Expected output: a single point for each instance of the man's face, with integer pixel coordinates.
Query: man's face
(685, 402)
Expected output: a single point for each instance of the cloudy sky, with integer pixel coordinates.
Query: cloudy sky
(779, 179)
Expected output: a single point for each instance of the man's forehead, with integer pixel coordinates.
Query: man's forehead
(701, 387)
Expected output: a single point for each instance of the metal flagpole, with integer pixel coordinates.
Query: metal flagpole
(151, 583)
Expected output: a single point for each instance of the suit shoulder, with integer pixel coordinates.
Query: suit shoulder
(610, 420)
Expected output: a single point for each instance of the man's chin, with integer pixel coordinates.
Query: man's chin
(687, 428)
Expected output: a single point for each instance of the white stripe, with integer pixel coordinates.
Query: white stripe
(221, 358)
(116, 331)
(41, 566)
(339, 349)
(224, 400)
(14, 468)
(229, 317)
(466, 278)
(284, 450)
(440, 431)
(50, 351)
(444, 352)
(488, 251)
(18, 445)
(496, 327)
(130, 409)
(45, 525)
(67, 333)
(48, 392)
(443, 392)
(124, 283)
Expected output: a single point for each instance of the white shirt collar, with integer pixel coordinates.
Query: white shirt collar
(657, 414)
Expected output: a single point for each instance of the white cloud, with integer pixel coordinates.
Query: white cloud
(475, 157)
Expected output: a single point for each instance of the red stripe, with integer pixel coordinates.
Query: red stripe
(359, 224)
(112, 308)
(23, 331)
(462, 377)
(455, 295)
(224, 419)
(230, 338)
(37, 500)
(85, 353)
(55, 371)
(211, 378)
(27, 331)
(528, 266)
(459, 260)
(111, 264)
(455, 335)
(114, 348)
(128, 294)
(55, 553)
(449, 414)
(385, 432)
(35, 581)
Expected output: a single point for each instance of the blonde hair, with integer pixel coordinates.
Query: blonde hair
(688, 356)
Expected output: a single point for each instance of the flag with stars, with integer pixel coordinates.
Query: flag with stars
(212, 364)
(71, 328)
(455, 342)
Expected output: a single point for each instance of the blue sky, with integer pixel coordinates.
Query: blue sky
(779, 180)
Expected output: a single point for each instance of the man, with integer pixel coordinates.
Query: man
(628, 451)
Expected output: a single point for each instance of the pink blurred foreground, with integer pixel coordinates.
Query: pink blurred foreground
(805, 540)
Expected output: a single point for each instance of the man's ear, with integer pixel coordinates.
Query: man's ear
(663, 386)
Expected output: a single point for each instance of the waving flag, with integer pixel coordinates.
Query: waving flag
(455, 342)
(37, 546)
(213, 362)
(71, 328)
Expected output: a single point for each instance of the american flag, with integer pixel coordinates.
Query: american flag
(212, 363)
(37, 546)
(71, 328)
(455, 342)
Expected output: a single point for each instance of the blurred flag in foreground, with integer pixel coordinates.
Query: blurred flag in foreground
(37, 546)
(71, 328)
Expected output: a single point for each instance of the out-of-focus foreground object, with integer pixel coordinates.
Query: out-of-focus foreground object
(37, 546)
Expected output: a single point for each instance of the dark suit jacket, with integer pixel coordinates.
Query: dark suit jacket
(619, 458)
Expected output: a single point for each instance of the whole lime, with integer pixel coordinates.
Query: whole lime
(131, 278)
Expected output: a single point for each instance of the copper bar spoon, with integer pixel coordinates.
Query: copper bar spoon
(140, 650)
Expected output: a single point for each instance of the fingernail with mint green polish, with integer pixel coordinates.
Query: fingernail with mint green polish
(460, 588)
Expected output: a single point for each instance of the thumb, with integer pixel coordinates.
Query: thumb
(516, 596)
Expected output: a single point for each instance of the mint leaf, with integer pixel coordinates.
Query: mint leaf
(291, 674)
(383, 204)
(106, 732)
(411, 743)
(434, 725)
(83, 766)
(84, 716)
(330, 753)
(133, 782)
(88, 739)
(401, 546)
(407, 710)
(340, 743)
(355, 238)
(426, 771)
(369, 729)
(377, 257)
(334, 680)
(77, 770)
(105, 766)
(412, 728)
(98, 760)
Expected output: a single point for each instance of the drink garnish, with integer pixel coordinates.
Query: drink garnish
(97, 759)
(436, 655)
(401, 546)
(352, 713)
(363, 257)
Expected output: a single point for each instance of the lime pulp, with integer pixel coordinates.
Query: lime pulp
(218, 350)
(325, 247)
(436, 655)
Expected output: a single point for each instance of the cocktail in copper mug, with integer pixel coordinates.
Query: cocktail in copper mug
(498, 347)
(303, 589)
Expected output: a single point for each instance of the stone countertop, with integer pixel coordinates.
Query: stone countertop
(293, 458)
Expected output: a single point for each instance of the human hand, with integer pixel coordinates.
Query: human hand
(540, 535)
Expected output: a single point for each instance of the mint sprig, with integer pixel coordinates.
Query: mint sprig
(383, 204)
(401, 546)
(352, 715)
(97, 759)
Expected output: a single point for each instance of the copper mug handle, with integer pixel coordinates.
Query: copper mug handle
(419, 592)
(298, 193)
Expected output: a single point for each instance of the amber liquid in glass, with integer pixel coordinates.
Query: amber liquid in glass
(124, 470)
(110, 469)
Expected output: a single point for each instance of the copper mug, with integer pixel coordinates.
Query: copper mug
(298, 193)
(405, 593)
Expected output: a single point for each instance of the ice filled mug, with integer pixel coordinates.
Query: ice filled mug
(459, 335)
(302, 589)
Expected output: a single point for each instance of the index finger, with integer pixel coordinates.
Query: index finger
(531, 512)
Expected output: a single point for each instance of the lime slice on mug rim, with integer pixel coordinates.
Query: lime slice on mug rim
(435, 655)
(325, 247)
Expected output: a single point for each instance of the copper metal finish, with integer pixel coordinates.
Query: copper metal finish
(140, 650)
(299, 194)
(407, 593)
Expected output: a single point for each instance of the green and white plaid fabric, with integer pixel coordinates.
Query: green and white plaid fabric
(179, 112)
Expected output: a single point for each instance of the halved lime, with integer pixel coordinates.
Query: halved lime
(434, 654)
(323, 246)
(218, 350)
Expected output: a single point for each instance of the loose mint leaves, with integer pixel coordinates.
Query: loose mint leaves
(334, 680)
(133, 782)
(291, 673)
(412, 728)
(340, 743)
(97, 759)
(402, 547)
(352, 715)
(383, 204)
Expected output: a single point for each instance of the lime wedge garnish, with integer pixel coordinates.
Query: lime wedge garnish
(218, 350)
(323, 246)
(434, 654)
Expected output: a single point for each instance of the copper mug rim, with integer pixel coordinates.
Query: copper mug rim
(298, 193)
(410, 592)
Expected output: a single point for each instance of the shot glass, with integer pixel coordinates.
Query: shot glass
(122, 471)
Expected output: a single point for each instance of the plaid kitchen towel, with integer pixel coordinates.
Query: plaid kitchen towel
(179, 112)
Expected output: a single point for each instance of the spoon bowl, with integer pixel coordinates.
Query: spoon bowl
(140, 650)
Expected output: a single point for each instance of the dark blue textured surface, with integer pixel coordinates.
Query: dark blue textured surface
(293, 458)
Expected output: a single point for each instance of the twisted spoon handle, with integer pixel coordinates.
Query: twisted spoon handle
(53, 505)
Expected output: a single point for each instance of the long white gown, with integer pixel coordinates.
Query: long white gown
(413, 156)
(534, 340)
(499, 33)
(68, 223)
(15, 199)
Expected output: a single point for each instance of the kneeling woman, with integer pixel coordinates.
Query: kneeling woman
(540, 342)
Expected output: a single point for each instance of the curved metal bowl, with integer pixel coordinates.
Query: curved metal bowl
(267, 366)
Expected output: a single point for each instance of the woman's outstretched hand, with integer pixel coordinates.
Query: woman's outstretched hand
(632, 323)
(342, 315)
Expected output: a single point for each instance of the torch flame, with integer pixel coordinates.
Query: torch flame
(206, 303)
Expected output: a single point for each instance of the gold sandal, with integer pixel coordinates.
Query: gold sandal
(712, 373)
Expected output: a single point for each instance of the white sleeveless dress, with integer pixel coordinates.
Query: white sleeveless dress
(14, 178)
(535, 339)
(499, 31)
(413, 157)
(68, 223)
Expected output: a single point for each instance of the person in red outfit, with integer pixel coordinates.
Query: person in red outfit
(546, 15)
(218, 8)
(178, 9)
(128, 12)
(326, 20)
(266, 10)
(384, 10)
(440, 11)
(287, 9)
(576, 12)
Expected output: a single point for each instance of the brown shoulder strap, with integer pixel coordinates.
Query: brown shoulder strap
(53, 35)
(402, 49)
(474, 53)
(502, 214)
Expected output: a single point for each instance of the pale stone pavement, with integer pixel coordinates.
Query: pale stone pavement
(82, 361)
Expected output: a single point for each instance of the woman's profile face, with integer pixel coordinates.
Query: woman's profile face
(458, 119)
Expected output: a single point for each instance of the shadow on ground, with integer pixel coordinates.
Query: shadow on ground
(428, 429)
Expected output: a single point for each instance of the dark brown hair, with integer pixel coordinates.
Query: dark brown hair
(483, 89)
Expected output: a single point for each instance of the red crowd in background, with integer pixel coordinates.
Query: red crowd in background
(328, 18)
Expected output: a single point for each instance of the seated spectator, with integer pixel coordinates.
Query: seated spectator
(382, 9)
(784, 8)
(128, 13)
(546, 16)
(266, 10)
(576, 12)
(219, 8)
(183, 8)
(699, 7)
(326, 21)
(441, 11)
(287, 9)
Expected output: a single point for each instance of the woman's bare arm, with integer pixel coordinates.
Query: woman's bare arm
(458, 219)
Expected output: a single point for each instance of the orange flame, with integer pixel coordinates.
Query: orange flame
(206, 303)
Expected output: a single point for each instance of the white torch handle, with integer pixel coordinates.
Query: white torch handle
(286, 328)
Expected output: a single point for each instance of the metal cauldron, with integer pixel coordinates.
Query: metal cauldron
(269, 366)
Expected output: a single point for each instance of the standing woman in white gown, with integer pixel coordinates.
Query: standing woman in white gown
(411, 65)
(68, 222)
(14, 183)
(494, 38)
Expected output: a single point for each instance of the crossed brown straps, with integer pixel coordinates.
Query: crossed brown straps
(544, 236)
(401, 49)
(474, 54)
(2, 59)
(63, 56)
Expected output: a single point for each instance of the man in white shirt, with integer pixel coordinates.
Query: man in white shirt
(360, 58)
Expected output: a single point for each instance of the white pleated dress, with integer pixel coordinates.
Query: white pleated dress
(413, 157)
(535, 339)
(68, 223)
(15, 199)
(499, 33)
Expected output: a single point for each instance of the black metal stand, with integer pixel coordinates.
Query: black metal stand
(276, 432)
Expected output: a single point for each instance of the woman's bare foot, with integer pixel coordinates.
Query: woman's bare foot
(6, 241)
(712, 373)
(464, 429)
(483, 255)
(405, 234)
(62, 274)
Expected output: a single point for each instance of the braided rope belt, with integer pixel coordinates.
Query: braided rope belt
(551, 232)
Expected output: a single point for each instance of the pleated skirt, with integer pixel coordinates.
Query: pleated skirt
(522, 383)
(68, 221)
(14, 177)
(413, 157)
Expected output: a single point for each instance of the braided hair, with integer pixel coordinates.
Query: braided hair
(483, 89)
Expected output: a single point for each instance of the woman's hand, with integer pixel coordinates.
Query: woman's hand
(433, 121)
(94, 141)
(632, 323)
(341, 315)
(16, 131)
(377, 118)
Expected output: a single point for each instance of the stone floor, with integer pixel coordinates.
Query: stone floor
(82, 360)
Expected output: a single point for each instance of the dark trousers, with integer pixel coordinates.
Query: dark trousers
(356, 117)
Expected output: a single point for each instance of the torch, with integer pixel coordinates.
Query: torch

Work instructions |
Give back the listing exactly, please, from its first line to the line containing "collar, with integer pixel coordinates.", inclusive, and nothing past that line.

Expected answer |
Expected output: a single point for each instance of the man's face, with integer pixel coordinates.
Query: man's face
(685, 402)
Expected output: a single point for each instance of the cloudy sky, with integer pixel coordinates.
Query: cloudy sky
(779, 179)
Expected output: a single point for each instance of the man's forehead, with integer pixel coordinates.
Query: man's forehead
(701, 387)
Expected output: a single point for each instance of the metal flagpole, with integer pixel coordinates.
Query: metal flagpole
(151, 583)
Expected output: a single point for each instance of the suit shoulder, with integer pixel coordinates.
Query: suit shoulder
(610, 420)
Expected output: a single point for each instance of the man's chin, with integer pixel coordinates.
Query: man's chin
(687, 428)
Expected output: a single point for each instance of the white stripe, with integer pixel coordinates.
Query: white stripe
(221, 358)
(116, 331)
(41, 566)
(339, 349)
(224, 400)
(14, 468)
(229, 317)
(466, 278)
(284, 450)
(440, 431)
(50, 351)
(444, 352)
(488, 251)
(18, 445)
(496, 327)
(130, 409)
(45, 525)
(67, 333)
(48, 392)
(443, 392)
(124, 283)
Expected output: a single point for each instance of the white shirt collar, with integer pixel coordinates.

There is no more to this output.